Text to read =
--

Local For All
April 2nd, 2011 - By Therese Madden
Some people think of the Buy Fresh Buy Local movement is a luxury for the well-off, but organizations around the country are changing this — even right here in Philadelphia.
In the past 5 years we've been hearing a lot about eating locally. In fact in 2007, "locavore" was named the word of the year by the Oxford English Dictionary. But not everyone's doing it. Here are the two most common reasons I hear.
"It's just not convenient…"
"It's too expensive!"
But, these issues are being addressed. One way is through incentive programs for people receiving SNAP benefits — the current term for food stamps. These programs are being implemented around the country. Philadelphia based non-profit Fair Food calls their incentive program Double Dollars. Executive Director Ann Karlen explains, "the way double dollars works is if you are coming to shop at our farm stand and you're buying groceries using SNAP we will match you dollar for dollar, up to $20 a week. So if you come and spend $5 we will give you a $5 coupon to buy more groceries at our farm stand."

--

Entries shown =
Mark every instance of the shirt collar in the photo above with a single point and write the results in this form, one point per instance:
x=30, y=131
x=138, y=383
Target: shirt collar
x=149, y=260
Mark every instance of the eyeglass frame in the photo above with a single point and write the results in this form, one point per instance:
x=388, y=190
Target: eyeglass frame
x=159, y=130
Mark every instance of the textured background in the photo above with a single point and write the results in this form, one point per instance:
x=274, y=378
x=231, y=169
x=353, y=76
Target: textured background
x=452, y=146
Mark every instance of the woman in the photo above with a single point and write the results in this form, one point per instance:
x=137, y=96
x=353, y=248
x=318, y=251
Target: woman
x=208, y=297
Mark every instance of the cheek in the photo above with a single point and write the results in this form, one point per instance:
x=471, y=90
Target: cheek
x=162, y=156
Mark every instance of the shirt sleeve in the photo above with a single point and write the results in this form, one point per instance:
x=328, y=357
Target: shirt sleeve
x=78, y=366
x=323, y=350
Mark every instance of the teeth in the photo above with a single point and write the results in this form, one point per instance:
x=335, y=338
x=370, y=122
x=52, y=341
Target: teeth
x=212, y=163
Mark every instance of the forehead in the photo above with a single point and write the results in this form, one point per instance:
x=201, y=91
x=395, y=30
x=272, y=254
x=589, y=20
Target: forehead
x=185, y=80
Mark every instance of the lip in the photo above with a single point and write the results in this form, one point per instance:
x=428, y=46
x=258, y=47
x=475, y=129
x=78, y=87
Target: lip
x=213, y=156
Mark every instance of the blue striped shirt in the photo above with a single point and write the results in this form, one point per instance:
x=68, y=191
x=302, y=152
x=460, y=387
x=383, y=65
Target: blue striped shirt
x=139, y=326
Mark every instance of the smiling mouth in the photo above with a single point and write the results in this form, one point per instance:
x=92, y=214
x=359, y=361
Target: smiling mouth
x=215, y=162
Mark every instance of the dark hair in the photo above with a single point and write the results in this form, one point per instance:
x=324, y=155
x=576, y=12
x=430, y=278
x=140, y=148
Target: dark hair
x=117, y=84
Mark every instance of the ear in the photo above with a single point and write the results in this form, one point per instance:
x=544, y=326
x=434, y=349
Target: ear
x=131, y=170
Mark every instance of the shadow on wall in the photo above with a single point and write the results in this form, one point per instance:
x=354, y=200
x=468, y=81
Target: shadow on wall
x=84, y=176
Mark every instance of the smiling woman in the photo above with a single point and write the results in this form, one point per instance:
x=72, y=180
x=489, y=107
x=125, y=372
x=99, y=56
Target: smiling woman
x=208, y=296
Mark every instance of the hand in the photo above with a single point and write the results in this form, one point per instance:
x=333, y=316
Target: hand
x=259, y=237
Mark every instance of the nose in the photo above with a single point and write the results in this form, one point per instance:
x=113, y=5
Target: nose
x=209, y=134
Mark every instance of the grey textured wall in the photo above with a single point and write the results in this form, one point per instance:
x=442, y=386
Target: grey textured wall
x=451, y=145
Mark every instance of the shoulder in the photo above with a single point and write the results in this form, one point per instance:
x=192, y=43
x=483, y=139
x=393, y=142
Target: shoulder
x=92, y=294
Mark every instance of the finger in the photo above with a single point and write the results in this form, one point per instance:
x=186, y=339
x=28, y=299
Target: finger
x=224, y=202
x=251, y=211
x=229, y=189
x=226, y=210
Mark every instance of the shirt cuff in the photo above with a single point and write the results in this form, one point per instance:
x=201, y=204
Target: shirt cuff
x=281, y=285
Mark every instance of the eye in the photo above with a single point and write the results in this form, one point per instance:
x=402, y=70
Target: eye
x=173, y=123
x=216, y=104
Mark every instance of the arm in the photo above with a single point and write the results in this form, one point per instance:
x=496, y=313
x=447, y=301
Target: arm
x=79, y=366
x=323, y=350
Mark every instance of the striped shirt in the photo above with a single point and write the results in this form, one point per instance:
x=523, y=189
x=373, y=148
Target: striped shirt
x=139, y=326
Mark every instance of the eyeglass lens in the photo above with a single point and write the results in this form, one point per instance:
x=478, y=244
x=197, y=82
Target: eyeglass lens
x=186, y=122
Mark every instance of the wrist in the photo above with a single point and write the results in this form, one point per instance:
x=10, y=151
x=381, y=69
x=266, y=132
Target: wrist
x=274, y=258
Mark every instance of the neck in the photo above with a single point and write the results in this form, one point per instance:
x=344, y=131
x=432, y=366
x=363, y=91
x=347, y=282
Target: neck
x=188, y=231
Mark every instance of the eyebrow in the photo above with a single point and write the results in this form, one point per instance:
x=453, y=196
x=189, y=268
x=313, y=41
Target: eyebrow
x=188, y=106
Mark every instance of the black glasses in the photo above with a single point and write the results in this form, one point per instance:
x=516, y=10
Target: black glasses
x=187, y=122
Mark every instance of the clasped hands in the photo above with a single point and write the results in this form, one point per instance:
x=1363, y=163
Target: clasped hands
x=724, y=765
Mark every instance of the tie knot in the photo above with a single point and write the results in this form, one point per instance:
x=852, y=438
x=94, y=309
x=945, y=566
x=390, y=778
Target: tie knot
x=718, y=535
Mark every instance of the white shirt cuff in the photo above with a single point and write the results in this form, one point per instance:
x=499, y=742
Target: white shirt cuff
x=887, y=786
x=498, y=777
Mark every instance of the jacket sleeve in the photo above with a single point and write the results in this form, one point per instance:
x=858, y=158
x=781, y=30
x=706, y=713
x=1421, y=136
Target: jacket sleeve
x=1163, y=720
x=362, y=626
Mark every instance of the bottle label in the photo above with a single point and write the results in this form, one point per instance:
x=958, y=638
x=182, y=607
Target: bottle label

--

Work to do =
**1.** In the local-food article, rewrite the passage starting at "Local For All" and ending at "here in Philadelphia.", putting "wealthy" in place of "well-off".
**2.** In the local-food article, what is the most that Fair Food will match each week for shoppers using SNAP?
**3.** Pick up the local-food article right after its last sentence and keep writing.
You can set aside the material; nothing here depends on it.

Outputs in order =
**1.**
Local For All
April 2nd, 2011 - By Therese Madden
Some people think of the Buy Fresh Buy Local movement is a luxury for the wealthy, but organizations around the country are changing this — even right here in Philadelphia.

**2.** Up to $20 a week.

**3.**
The Fair Food Farm Stand is in the Reading Terminal Market. The small stall resembles an old timey grocery store, in addition to produce, there's a dairy case and meats — along with a sprinkling of prepared foods — everything is local.
The Reading Terminal Market is many things to many people. Tourists come for the Amish vendors and the cheesesteaks, businessmen for a quick lunch and a shoe shine, but there are also a lot of people who come to buy groceries, including a lot of people using SNAP. Ann Karlen explains, "the Reading Terminal Market is the largest redeemer of food stamps in the state of Pennsylvania." It was learning this fact that made Karlen determined to give incentives to SNAP users to shop at the Fair Food Farm Stand. Double Dollars user Alison Rosa Clark says, "when double dollars came into the picture I was like oh! O.K.!, I can eat well."
Clark has made eating fresh and local a priority for at least 3 decades, but she says in recent years it had become more difficult. "I was working, I had my own business, for 25 years I had my own business, and when the recession tanked in 2008-2009 I lost most of my business. I lost practically all of it. So, I was forced to make some serious changes." Before the Double Dollars program Clark says it was possible to make healthy choices on a limited income, and says the key was planning. She also admits to another tactic, one that worked fine for her, "well I just ate less."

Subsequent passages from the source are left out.